▶

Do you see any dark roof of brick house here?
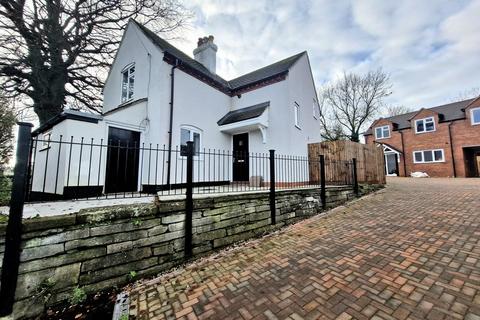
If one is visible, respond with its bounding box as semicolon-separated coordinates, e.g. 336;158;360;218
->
133;20;307;95
217;101;270;126
364;98;477;135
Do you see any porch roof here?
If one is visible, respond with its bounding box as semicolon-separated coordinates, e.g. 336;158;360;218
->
217;101;270;126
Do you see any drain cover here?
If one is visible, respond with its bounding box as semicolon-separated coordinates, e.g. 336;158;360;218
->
112;292;130;320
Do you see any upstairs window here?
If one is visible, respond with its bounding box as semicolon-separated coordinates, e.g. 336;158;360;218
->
375;126;390;139
40;130;52;150
470;108;480;125
293;102;300;129
180;127;201;156
122;64;135;103
413;149;445;163
415;117;435;133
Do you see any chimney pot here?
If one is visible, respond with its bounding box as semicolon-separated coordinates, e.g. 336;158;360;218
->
193;35;218;73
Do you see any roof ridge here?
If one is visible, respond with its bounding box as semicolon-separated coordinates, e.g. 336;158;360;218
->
384;98;477;120
131;19;307;90
228;50;307;82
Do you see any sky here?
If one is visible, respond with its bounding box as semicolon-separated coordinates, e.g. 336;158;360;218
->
168;0;480;109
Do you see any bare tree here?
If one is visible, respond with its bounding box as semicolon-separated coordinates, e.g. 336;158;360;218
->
0;0;190;124
321;69;392;142
382;105;413;118
318;94;346;141
0;96;15;170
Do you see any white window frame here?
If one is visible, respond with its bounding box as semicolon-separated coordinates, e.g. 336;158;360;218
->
180;125;203;159
470;108;480;126
375;126;391;140
120;62;137;103
415;117;437;133
293;102;301;129
413;149;445;163
40;129;52;151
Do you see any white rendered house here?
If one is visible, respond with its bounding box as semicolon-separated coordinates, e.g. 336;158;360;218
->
32;20;321;195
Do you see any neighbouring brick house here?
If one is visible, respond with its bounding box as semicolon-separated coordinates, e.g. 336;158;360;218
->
364;97;480;177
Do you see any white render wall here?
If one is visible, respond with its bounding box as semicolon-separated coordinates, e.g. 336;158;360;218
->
33;23;320;193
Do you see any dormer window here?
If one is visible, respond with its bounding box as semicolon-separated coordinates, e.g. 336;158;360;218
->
122;64;135;103
375;126;390;139
470;108;480;125
415;117;435;133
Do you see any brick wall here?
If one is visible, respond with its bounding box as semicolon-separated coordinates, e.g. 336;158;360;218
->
365;101;480;177
0;186;377;319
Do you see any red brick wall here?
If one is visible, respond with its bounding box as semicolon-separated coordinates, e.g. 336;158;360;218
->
365;101;480;177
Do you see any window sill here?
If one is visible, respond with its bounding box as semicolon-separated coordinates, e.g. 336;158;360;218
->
415;129;437;134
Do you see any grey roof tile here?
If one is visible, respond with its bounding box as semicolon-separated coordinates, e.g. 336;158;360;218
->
364;98;476;135
133;20;306;93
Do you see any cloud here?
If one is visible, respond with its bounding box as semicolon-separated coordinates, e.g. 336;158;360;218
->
171;0;480;108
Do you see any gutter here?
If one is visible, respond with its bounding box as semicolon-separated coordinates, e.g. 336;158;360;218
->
167;59;178;186
448;122;457;178
398;130;407;177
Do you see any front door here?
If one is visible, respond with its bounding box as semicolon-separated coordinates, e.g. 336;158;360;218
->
385;153;398;176
233;133;249;181
105;127;140;193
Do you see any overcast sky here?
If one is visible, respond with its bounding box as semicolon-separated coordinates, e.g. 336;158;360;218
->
173;0;480;109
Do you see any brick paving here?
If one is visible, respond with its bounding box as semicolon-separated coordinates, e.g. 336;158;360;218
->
130;178;480;320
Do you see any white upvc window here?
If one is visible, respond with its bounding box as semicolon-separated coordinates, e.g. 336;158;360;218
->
415;117;435;133
293;102;300;129
470;108;480;125
375;126;390;139
122;63;135;103
413;149;445;163
40;130;52;150
180;126;202;156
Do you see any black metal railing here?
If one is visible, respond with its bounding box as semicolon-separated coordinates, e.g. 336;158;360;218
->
0;123;358;316
27;136;354;202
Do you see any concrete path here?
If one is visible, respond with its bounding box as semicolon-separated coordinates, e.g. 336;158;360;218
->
130;178;480;320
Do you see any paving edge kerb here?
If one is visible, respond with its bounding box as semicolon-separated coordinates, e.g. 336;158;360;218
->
0;185;383;319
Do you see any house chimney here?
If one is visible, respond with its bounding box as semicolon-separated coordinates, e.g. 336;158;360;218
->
193;36;218;73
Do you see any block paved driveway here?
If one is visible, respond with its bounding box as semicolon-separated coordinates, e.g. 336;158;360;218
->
131;178;480;320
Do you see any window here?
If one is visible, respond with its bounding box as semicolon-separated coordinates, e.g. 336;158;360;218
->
415;117;435;133
470;108;480;125
40;130;52;150
180;127;200;155
375;126;390;139
413;149;445;163
122;64;135;103
293;102;300;129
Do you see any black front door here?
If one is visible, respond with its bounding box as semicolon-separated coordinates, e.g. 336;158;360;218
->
233;133;249;181
105;128;140;193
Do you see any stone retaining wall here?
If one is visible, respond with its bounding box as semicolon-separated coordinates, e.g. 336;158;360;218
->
0;186;378;319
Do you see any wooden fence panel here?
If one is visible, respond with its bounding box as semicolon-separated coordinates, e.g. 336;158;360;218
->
308;141;386;184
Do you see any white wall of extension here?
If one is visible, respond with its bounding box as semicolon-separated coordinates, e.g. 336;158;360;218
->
33;23;321;194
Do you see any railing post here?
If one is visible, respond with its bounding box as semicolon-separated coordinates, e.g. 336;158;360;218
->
270;150;277;225
185;141;194;258
352;158;359;196
320;154;327;209
0;122;33;316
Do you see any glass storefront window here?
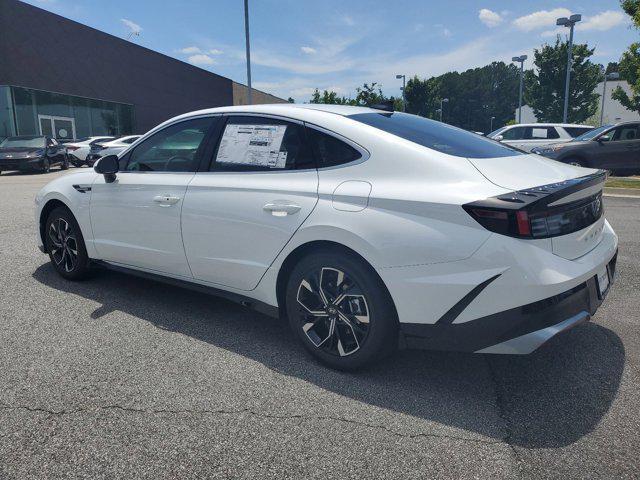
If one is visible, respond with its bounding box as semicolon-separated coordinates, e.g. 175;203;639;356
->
0;87;134;139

◀

### Exercise prompt
Reproduce verbatim the rows above, from the line containing "Do you see any red brick wall here?" through the line containing "180;126;202;156", with both of those lines included.

### Correct output
Do you see any red brick wall here?
If one is visible, respond with its bounding box as semicolon-separated coordinates, e.g. 336;158;360;218
->
365;101;480;177
Do you see any window sill here?
If one is visible, respond with its bounding box as semicolon-separated coordinates, e.g. 336;158;360;218
->
415;129;437;134
Do you see any grey roof tile here?
If one is visible, respond with its bounding box as semicolon-separated coordinates, e.g. 336;158;360;218
->
364;98;476;135
133;20;306;93
Do you see any cloud here?
If one is visible, respond with its bounding box as semicolon-separated coordinates, e.g. 336;158;360;218
->
171;0;480;108
Do you see any gutter here?
If one is visible, respond with its bounding box as semicolon-separated coordinates, e.g. 336;158;360;218
->
167;59;178;186
448;122;457;178
398;130;407;177
Do you see any front door here?
If one is visible, respond with its bounding box as semicolon-separated coordinates, e.g. 336;158;360;218
->
385;153;398;176
233;133;249;181
105;127;140;193
Do you see any overcast sky here?
If one is visible, respond with its bounding box as semicolon-separated coordinates, e.g. 336;158;360;218
->
173;0;480;109
Do you see any brick paving here?
If one is visible, respond with its bounding box as semicolon-separated coordinates, e.g. 336;158;360;218
->
130;178;480;320
Do you see any white upvc window here?
If one is visible, respond with its bounding box as semicolon-separated coordinates, e.g. 336;158;360;218
->
415;117;435;133
293;102;300;129
470;108;480;125
375;126;390;139
122;63;135;103
413;149;445;163
40;130;52;150
180;126;202;156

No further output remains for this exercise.